What is expected
Keep only the lines of the data below that contain "strap", and copy them.

═══ Data for review

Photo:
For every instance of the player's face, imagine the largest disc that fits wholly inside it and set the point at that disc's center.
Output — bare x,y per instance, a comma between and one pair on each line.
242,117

══════
═══ Data for review

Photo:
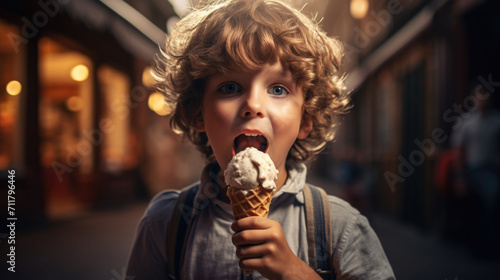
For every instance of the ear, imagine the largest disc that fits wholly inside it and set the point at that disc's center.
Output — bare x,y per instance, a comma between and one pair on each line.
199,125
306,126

══════
═══ Data for review

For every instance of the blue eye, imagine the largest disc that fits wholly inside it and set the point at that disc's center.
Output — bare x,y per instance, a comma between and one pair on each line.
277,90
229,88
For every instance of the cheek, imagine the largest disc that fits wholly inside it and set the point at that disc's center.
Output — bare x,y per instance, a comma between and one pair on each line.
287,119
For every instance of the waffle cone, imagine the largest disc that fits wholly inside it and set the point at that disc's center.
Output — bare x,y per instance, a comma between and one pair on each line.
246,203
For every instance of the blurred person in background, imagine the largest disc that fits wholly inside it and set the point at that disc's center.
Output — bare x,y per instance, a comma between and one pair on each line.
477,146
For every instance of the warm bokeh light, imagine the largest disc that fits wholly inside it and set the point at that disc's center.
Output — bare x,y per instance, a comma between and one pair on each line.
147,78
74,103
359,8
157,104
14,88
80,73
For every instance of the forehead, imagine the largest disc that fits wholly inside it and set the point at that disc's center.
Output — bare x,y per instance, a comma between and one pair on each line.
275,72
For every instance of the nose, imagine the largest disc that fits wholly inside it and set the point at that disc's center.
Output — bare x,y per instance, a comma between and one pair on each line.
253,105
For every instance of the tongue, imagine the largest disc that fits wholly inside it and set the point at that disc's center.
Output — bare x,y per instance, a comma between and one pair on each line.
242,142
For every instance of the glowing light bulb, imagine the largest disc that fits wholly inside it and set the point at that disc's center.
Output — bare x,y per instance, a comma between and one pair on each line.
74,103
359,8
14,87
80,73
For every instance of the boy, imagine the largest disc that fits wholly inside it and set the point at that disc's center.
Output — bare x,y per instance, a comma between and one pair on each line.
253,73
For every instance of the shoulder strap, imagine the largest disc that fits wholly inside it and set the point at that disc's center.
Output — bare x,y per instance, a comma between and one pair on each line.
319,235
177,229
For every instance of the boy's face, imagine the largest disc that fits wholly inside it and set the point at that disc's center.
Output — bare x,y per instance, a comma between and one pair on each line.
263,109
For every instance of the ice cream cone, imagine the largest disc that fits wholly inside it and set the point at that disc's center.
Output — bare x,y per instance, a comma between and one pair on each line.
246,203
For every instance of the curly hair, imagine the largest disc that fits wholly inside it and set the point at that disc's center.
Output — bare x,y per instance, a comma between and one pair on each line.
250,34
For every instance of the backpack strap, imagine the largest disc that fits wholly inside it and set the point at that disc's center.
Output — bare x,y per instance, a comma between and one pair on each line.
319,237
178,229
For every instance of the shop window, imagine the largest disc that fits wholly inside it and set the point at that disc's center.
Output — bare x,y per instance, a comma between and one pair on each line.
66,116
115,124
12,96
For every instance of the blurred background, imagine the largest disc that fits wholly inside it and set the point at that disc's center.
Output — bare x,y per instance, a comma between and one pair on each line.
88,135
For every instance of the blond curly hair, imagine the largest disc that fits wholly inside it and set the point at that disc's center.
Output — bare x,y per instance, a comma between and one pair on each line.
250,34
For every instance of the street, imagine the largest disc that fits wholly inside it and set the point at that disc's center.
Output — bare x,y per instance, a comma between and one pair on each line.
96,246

══════

Answer space
For every instance of the shoulder strap, imagine the largest disc that fits wholly inside it and set the point at that disc's center.
For every instance of the backpack strap, imagine the largest disc that fits wholly inside it and set the point at that disc's center.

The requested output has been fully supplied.